Dataset extract
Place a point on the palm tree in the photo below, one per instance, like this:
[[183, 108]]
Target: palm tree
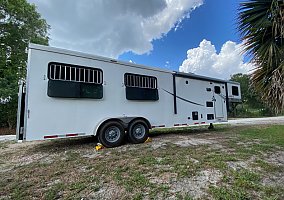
[[261, 25]]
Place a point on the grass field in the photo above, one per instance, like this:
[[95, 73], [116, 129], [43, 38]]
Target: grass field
[[230, 162]]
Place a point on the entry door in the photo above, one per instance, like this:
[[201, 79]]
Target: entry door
[[218, 99]]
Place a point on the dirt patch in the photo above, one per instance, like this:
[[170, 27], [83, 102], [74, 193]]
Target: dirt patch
[[193, 142], [197, 186], [108, 191], [276, 158]]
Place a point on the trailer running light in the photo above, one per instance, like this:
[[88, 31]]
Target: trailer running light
[[180, 124], [50, 136], [159, 126], [72, 135]]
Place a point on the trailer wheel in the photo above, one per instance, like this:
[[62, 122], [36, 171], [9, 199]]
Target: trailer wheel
[[138, 132], [111, 134]]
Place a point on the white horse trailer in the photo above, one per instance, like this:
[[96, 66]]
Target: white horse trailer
[[70, 94]]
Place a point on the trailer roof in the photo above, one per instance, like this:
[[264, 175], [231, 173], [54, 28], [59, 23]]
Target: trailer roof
[[200, 77], [111, 60]]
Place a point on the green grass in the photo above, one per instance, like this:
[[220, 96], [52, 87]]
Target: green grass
[[131, 169]]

Problem description
Write out every line of the records above as a numbered list, skipping blank lines and leaving out the pictures.

The answer
1. Place a point on the palm tree in the photo below, one per instance, like this:
2. [[183, 108]]
3. Target: palm tree
4. [[261, 25]]
5. Place a point on the grass field in the photo above, one per instance, like this:
6. [[95, 73], [116, 129], [43, 38]]
7. Target: grass field
8. [[230, 162]]
9. Place a point on the entry door in the photo above, one per instance, like this:
10. [[201, 79]]
11. Target: entry door
12. [[218, 99]]
13. Place a point on the dirt patch in the photo above, one per instance, like this:
14. [[170, 27], [83, 102], [74, 193]]
15. Target: dirt patch
16. [[193, 142], [197, 186], [108, 191], [276, 158]]
17. Place a point on the trailer running light in the photo above, one per instance, like this:
18. [[88, 31]]
19. Target: trailer running light
20. [[180, 124], [50, 136], [159, 126], [72, 135]]
21. Place a point on the trailer wheel in the photo above, one per instance, like this:
22. [[62, 122], [36, 171], [9, 199]]
23. Target: trailer wheel
24. [[138, 132], [111, 134]]
25. Place a point on the white horse trailer in the photo above, one per instance, like this:
26. [[96, 66]]
27. Target: white horse trailer
28. [[70, 94]]
29. Place a point on the trailer roof in the photo above, one per instance, like this:
30. [[264, 175], [231, 173], [54, 28], [59, 23]]
31. Target: trailer roof
32. [[200, 77], [111, 60]]
33. Place a point on the green grass in the photo above, one per instance, like this:
34. [[220, 96], [52, 87]]
35. Target: green grass
36. [[131, 169]]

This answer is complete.